Omit the images and reproduce the rest of the entries exactly.

Image-backed grounding data
+-------+

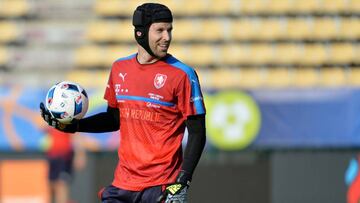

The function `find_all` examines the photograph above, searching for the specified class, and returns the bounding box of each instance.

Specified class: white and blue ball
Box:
[45,81,88,124]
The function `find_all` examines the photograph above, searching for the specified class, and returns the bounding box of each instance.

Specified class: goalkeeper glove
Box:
[40,102,78,133]
[157,170,191,203]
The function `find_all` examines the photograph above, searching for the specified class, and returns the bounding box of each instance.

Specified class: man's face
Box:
[148,22,172,58]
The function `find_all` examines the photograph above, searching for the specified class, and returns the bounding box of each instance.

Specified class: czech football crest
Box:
[154,73,167,89]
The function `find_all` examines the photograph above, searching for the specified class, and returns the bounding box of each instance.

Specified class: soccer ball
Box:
[45,81,89,124]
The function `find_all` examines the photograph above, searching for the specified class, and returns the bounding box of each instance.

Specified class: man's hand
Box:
[157,171,191,203]
[40,102,78,133]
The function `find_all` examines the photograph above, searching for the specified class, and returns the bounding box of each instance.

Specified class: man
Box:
[45,127,86,203]
[40,3,206,203]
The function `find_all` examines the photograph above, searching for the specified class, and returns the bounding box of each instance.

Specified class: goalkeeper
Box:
[40,2,206,203]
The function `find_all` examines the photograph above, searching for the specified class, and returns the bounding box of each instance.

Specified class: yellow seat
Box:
[240,0,268,14]
[238,68,265,88]
[0,47,9,65]
[94,0,132,17]
[172,20,195,42]
[210,69,242,89]
[200,19,226,41]
[347,67,360,86]
[112,20,134,42]
[86,21,114,42]
[348,0,360,12]
[104,45,136,66]
[257,18,287,40]
[86,20,133,43]
[0,21,19,43]
[175,0,208,15]
[275,44,303,64]
[208,0,237,15]
[339,18,360,40]
[74,46,104,67]
[66,70,109,88]
[292,68,320,87]
[312,18,339,40]
[0,0,29,17]
[354,44,360,64]
[321,0,349,13]
[267,0,293,14]
[220,44,252,65]
[250,44,275,64]
[230,18,259,40]
[265,67,292,88]
[188,44,215,66]
[302,44,328,65]
[328,43,356,64]
[286,18,313,40]
[319,67,346,87]
[289,1,321,13]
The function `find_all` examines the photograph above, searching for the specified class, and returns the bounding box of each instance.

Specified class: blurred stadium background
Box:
[0,0,360,202]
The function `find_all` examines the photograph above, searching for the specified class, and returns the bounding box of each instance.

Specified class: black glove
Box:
[157,171,191,203]
[40,102,78,133]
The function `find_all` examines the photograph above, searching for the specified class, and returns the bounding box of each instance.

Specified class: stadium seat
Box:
[321,0,349,13]
[104,45,136,66]
[220,44,253,65]
[209,69,242,89]
[230,18,259,40]
[172,20,195,41]
[238,68,265,88]
[312,18,339,40]
[94,0,132,17]
[86,21,114,42]
[239,0,268,14]
[0,21,19,43]
[112,20,134,42]
[74,46,104,67]
[286,18,313,40]
[354,44,360,63]
[174,0,208,15]
[0,46,9,66]
[86,20,133,43]
[289,1,321,13]
[292,68,320,87]
[207,0,237,15]
[339,18,360,40]
[319,67,346,87]
[302,44,328,65]
[188,44,216,65]
[256,18,287,40]
[347,68,360,86]
[274,43,303,64]
[264,67,292,88]
[66,70,109,88]
[250,44,275,64]
[200,19,226,41]
[267,0,293,14]
[348,0,360,12]
[328,43,356,64]
[0,0,30,18]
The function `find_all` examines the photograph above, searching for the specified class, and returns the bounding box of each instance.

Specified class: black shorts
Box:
[99,185,164,203]
[48,154,74,182]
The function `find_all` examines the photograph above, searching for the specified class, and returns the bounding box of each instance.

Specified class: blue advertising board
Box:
[1,85,360,151]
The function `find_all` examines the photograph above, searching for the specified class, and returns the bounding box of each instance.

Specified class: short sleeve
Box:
[104,67,118,108]
[176,70,206,118]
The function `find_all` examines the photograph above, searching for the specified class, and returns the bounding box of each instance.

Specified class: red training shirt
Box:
[104,54,205,191]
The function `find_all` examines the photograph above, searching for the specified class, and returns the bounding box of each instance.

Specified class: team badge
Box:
[154,73,167,89]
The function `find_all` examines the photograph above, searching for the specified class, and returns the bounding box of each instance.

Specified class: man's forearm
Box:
[182,114,206,180]
[78,106,120,133]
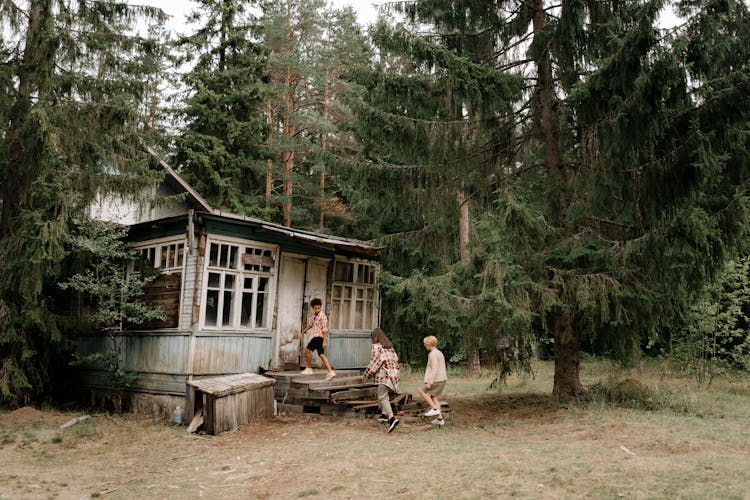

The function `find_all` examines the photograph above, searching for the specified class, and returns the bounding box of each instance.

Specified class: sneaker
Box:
[300,367,314,375]
[424,408,440,417]
[377,414,389,423]
[325,370,336,381]
[387,417,400,433]
[431,418,445,426]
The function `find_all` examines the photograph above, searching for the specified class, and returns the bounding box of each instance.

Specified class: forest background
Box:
[0,0,749,407]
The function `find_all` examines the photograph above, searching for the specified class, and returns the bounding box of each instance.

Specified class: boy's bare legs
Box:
[319,354,333,372]
[320,354,335,380]
[431,395,442,418]
[417,386,438,411]
[304,348,312,369]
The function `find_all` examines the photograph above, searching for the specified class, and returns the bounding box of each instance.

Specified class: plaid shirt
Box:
[307,311,328,338]
[363,343,400,391]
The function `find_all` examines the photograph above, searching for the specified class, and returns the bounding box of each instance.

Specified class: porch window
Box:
[135,241,185,272]
[330,259,378,331]
[129,237,186,329]
[202,239,276,330]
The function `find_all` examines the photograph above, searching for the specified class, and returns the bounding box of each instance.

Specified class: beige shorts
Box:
[423,380,446,397]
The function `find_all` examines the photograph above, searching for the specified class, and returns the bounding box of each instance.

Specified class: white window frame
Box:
[130,236,187,275]
[200,236,278,332]
[330,258,379,332]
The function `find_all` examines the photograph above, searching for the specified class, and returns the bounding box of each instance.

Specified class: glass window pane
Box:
[229,246,238,269]
[209,243,218,267]
[341,298,350,329]
[355,301,363,329]
[331,301,340,329]
[219,245,229,268]
[222,290,233,325]
[177,244,184,267]
[363,300,371,329]
[256,293,266,328]
[205,290,219,326]
[224,274,235,290]
[208,272,220,288]
[334,262,353,282]
[241,292,252,326]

+-------+

■ RESULT FOR THIS EXERCISE
The function `find_all` examines the photograph above, searching for the specified class, and returns the bounding box of each instance.

Specified class: white and blue ball
Box:
[45,81,88,124]
The function `find_all` examines the photograph above, searching for the specified class, and returns the bounding box of each instance.

Specified class: goalkeeper glove
Box:
[40,102,78,133]
[157,170,191,203]
The function `find_all` examines the photograph above, searching for the specified class, and returns the bounding box of each instance.

Specified class: man's face
Box:
[148,22,172,58]
The function `find_all` examines the photograph above, searching for the specified class, and returns the bounding box of each instance.

Specified class: czech football crest
Box:
[154,73,167,89]
The function `find_all` examines the photograph above, searching for the specified class, and returns the bounding box of each instance.

Specified class: soccer ball
Box:
[45,81,89,124]
The function `find_all` examines the photograph above, searching for the specified class, and returns the bounding box of each instance.

Specified class: man's hand
Box:
[157,171,191,203]
[40,102,78,133]
The function `find_all` examines the photograph above, searching for the specified class, and returns the bounding box of each instance.

Specified class: man
Box:
[45,127,86,203]
[40,3,206,203]
The function `find_all` examines the photograph above, searching for the specified class, and returns the bounding box of each instance.

Specified class: goalkeeper
Box:
[40,2,206,203]
The function `find_all` examines the photograph above, searching for the specified class, and returns the bounding box of each instance.

Specified class: yellow seat
Box:
[240,0,268,14]
[238,68,265,88]
[0,47,9,65]
[94,0,132,17]
[172,20,195,42]
[210,69,242,89]
[200,19,226,41]
[347,67,360,86]
[112,20,134,42]
[86,21,114,42]
[348,0,360,12]
[104,45,136,66]
[257,18,287,40]
[86,20,133,43]
[0,21,19,43]
[175,0,208,15]
[275,44,303,64]
[208,0,237,15]
[339,18,360,40]
[74,46,104,67]
[66,70,109,88]
[292,68,320,87]
[312,18,339,40]
[0,0,29,17]
[354,44,360,64]
[321,0,349,13]
[267,0,293,14]
[220,44,252,65]
[250,44,275,64]
[230,18,259,40]
[265,67,292,88]
[188,44,215,66]
[302,44,328,65]
[328,43,356,64]
[286,18,313,40]
[319,67,346,87]
[289,1,321,13]
The function `find_all` examines the photograph above, searching for the specified class, and returns the bounding box of each instance.

Specified class: blurred stadium background
Box:
[0,0,360,202]
The function `find_all` examines the photograph above, searching for the specified class, and returns the bounding box of each instance.

Specified class: black glove
Box:
[157,171,191,203]
[40,102,78,133]
The function `find_all` examines the photograph above, searching for the specified class, and returns the bounding box of each instance.

Specified class: stadium seat
Box:
[321,0,349,13]
[104,45,136,66]
[220,44,253,65]
[209,69,242,89]
[230,18,259,40]
[172,20,195,41]
[238,68,265,88]
[312,18,339,40]
[94,0,132,17]
[86,21,114,42]
[239,0,268,14]
[0,21,19,43]
[112,20,134,42]
[74,46,104,67]
[286,18,313,40]
[354,44,360,63]
[174,0,208,15]
[0,46,9,66]
[86,20,133,43]
[289,1,321,13]
[292,68,320,87]
[207,0,237,15]
[339,18,360,40]
[319,67,346,87]
[302,44,328,65]
[188,44,216,65]
[256,18,287,40]
[347,68,360,86]
[274,43,303,64]
[264,67,292,88]
[66,70,109,88]
[250,44,275,64]
[200,19,226,41]
[267,0,293,14]
[348,0,360,12]
[328,43,356,64]
[0,0,30,18]
The function `find_all` examines the photograph above, searching for the specified class, and returns the bounding box of each instance.

Specified class: black shorts
Box:
[99,185,164,203]
[48,154,74,182]
The function `find_all` examines the photograph above, searching for the specified class, and returns the bounding box of each instance.

Specified class: blue advertising board
Box:
[1,85,360,151]
The function `find_all` examines the photograph above, searching for the specified class, and returns the bounding box of each instance.

Specified class: short sleeve
Box:
[104,67,118,108]
[176,70,206,118]
The function `find_all` examines the photograph above, searching for the specified class, and returns the bounding box of each instance.

Specified class: red training shirt
Box:
[104,54,205,191]
The function `find_all` examines the photograph above, searching for the specified class, and returns the bounding box of each instance.

Specified class: team badge
Box:
[154,73,167,89]
The function `find_all` examines the photograph above, searching for the specified class, and returns the bounding box of each instance.

Specified class: man's forearm
Box:
[182,114,206,180]
[78,106,120,133]

The function `find_all` examines the photograph above, searching for the specified class, and returns the bounding box of each instance.

Specified class: sneaker
Box:
[300,367,314,375]
[424,408,440,417]
[377,414,389,423]
[325,370,336,381]
[387,417,400,433]
[431,418,445,426]
The function `find_all` examines the photograph above, searching for the specified class, and returns the bounding box of each instance.

Specified class: forest background
Box:
[0,0,749,407]
The function `find_all` examines the photograph above, searching for the specified class, and returns the bounding box of each instance.

Specified class: boy's bare legs
Box:
[319,354,333,372]
[320,354,335,380]
[431,395,442,418]
[417,386,438,411]
[304,348,312,369]
The function `find_all` examines the photograph above, searching for the specified class, and returns the bounding box of each instance.

Specified class: plaid shirt
Box:
[307,311,328,338]
[363,343,400,391]
The function `find_all` examines the photograph above, searching for the specified class, and returns the bounding box of each instance.

Specified class: porch window
Box:
[135,241,185,272]
[330,259,378,331]
[129,237,186,329]
[202,239,276,330]
The function `find_all` examines the photograph above, searching for the specified class, and returns the bounding box of each instance.

Specified class: beige shorts
Box:
[423,380,446,397]
The function `find_all` examines the photograph above, searching for the specified class, and returns the bounding box of each instance.

Specified class: white window frame
Box:
[130,236,187,275]
[200,236,278,332]
[330,258,379,332]
The function `find_all` examines the photograph above, searching for the specified class, and returns the bounding box of each instance.

Specified class: glass window pane
Box:
[229,246,238,269]
[209,243,218,267]
[341,298,350,329]
[355,301,363,329]
[331,301,340,329]
[219,245,229,268]
[222,290,233,325]
[177,244,184,267]
[363,300,371,329]
[256,293,266,328]
[205,290,219,326]
[224,274,235,290]
[208,272,220,288]
[334,262,353,282]
[241,292,252,326]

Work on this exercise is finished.